* DOCUMENT TEXT *
-*-*-

After the announcement, MSCI’s broadest index of Asia-Pacific shares outside Japan bounced between gains and losses in choppy trade and MSCI’s gauge of stocks across the globe shed 0.14 per cent. Emerging market stocks lost 0.19 per cent.

On Wall Street, the Dow Jones rose 0.57 per cent, the S&P 500 gained 0.17 per cent, both setting new single-day highs. However, the Nasdaq dropped 0.34 per cent. Australian stocks fell 0.85 percent, but shares in Asia largely rose. Shares in China and Tokyo gained, and so did Hong Kong’s Hang Seng index.

Weekly gains

“Global equity markets performed positively during the week, boosted by a sustained buying activity in tech stocks to record gains for the fifth consecutive week by Nasdaq and S&P 500,” said Iyad Abu Hweij, managing director at Allied Investment Partners PJSC.

“Additionally, news about potential vaccines and treatments for COVID-19 also boosted sentiments, especially in hospitality and airlines stocks as they would benefit from an expected full reopening of economies.”

Weighing US Fed commentary

Powell’s comments were widely expected, but there was some disappointment as the Fed did not reveal more details about how the new framework will work or provide any clues to what it will do at its next policy meeting, analysts cited.

As government negotiations in the US on another coronavirus aid package have stalled, this is increasing cause for caution that this will eventually threaten the equity-market rally. Meanwhile, oil futures fell due to easing concern about the impact of a hurricane that struck the centre of the US oil industry.

Crude oil was last seen declining 0.28 per cent to $42.90 per barrel as Hurricane Laura, which initially made landfall in the heart of the US oil industry and forced oil rigs and refineries to shut down, began to weaken.

UAE, Gulf markets little changed

Alongside UAE bourses, major stock markets in the Gulf witnessed a day of quiet trading on Sunday in the absence of new catalysts, while also reflecting wider market cautiousness seen on a global level.

-*-*-

* SUPPLIED MATERIAL *
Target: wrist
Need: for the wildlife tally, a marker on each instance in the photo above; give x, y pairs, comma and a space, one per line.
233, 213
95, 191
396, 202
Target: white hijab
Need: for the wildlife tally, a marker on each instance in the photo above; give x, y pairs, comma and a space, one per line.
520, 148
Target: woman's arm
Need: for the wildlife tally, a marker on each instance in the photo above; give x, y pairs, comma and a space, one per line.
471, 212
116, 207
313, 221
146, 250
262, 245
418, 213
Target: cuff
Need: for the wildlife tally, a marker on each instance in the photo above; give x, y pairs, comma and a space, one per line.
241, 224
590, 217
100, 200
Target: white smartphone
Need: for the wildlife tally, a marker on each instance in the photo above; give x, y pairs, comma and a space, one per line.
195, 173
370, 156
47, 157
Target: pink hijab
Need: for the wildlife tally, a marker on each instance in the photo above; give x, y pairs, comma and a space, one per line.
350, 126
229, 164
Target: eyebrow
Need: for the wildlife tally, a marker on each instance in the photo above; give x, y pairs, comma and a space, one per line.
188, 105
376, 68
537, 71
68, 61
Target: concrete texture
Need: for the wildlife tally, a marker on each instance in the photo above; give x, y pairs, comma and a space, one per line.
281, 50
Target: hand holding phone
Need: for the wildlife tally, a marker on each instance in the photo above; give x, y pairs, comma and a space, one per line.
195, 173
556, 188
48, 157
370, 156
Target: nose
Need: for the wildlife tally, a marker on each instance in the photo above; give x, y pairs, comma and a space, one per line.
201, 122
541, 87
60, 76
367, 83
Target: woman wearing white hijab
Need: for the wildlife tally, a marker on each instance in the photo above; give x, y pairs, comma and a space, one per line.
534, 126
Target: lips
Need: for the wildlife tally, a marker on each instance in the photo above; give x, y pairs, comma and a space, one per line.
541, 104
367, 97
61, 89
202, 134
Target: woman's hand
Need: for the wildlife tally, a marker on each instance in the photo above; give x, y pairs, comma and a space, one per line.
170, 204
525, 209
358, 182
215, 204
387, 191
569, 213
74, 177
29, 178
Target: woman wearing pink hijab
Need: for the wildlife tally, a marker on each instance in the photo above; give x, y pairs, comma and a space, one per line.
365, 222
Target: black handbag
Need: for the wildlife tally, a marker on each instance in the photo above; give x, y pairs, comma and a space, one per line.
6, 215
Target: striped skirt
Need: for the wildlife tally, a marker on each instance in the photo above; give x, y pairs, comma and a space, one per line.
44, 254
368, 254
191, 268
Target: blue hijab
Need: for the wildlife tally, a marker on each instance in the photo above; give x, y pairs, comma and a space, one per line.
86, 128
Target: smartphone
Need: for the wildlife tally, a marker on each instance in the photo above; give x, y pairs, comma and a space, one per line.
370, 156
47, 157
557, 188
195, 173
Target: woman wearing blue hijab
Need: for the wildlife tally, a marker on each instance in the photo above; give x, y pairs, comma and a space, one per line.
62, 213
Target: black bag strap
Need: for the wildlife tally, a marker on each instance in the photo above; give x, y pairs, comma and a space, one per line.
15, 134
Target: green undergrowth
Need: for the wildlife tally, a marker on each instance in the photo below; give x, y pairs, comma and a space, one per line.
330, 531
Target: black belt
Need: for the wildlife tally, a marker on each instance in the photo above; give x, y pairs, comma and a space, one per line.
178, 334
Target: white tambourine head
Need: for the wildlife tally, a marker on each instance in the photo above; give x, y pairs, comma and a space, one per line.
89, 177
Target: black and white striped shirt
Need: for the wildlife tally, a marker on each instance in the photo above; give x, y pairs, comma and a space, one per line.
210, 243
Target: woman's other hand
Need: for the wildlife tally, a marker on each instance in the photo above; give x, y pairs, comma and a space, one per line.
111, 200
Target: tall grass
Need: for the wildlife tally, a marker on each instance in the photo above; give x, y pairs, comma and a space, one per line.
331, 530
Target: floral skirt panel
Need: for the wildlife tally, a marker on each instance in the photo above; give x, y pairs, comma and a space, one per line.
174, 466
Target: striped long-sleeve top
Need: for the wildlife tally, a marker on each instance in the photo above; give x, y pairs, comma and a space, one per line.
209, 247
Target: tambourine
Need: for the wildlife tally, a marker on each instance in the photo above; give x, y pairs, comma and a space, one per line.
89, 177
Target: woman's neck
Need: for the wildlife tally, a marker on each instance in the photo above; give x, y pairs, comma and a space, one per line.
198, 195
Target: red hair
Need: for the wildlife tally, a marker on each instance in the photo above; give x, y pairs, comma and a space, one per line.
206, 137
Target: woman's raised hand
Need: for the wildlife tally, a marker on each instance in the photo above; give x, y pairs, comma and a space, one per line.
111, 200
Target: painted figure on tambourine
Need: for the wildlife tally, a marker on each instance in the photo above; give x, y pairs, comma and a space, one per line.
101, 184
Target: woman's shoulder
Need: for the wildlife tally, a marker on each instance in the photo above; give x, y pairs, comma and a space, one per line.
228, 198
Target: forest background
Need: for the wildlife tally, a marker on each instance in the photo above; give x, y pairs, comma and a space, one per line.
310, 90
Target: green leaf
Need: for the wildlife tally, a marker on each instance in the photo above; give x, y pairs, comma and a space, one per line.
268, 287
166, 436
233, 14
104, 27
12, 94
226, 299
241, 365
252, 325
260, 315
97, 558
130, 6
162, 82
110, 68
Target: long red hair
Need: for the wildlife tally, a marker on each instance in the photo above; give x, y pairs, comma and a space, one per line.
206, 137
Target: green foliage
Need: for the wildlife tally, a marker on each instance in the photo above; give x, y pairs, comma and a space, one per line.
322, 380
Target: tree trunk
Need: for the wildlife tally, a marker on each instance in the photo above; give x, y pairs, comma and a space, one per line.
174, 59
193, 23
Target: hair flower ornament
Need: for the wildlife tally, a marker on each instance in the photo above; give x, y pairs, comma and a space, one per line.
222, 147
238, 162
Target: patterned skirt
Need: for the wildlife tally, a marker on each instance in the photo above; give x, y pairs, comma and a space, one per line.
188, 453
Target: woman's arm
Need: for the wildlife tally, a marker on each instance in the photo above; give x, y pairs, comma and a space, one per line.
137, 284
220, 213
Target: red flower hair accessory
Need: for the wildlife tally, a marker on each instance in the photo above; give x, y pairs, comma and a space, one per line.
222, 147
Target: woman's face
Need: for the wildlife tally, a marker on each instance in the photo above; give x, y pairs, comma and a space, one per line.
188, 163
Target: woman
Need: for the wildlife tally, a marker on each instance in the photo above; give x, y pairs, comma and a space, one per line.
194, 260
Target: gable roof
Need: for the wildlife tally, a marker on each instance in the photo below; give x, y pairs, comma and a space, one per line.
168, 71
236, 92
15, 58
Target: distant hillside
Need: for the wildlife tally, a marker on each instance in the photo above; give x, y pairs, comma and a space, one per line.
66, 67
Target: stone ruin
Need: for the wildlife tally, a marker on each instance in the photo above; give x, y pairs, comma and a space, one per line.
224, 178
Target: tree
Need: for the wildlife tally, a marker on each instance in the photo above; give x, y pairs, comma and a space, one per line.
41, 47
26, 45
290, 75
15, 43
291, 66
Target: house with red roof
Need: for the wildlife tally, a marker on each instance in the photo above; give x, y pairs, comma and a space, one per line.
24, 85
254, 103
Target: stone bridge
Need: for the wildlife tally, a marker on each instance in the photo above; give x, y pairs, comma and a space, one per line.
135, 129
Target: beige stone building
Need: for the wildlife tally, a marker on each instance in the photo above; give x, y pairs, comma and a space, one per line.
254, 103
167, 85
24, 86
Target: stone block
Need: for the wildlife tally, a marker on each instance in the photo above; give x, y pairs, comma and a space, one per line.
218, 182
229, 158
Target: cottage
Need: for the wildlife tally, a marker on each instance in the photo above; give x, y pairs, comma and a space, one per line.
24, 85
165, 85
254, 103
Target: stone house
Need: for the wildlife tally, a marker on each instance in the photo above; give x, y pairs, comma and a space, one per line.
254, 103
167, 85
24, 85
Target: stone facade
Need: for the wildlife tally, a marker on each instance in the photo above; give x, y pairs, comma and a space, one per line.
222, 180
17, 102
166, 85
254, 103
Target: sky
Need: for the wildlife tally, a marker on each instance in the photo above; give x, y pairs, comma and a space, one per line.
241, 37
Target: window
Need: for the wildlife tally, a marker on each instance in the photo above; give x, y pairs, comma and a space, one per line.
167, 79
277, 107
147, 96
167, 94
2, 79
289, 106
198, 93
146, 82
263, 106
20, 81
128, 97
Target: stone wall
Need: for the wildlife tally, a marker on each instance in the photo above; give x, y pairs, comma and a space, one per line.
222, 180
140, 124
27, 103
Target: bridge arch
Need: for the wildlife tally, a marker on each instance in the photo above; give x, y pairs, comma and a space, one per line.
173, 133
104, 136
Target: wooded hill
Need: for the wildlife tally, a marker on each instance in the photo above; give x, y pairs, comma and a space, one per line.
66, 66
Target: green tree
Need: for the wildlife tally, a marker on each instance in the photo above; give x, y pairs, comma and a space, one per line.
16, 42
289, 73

-*-*-

* WORK ORDER 1 *
According to the market report, at what price per barrel was crude oil last seen trading?
* WORK ORDER 2 *
Continue the market report from its final sentence about Gulf markets.

* YOUR RESPONSE 1 *
$42.90 per barrel

* YOUR RESPONSE 2 *
Dubai’s main share index eased 0.3 per cent, with its largest lender Emirates NBD losing 0.9 per cent and Emirates Integrated Telecommunications (du) shedding 3.9 per cent. In Abu Dhabi, the benchmark ended marginally up.

The Dubai Financial Market (DFM) slipped 0.5 per cent last week, largely falling through the week. Meanwhile, the Abu Dhabi Securities Exchange (ADX) too fell 0.6 per cent last week, falling for two out of four sessions last week.

Both the Dubai and Abu Dhabi bourses have been tracking sentiments seen in markets worldwide. Trading on the UAE benchmarks have turned much confident the past weeks, just like the global stock markets. However, trading had turned quite lull last week, after amassing record gains during the month.

Confidence soars in August

“For the MENA region, equity markets continued the positive sentiments, making August the best performing month of the year. Having said that, the regional equity markets continue to remain in negative territory as investors seem to believe that are a number of hurdles to pass before turning positive about regional outlook,” Iyad Abu Hweij added.

“Going forward, in MENA, the equity markets might continue to underperform its global peers as weakness in corporate earnings and economic headwinds will restrict the upside going forward.”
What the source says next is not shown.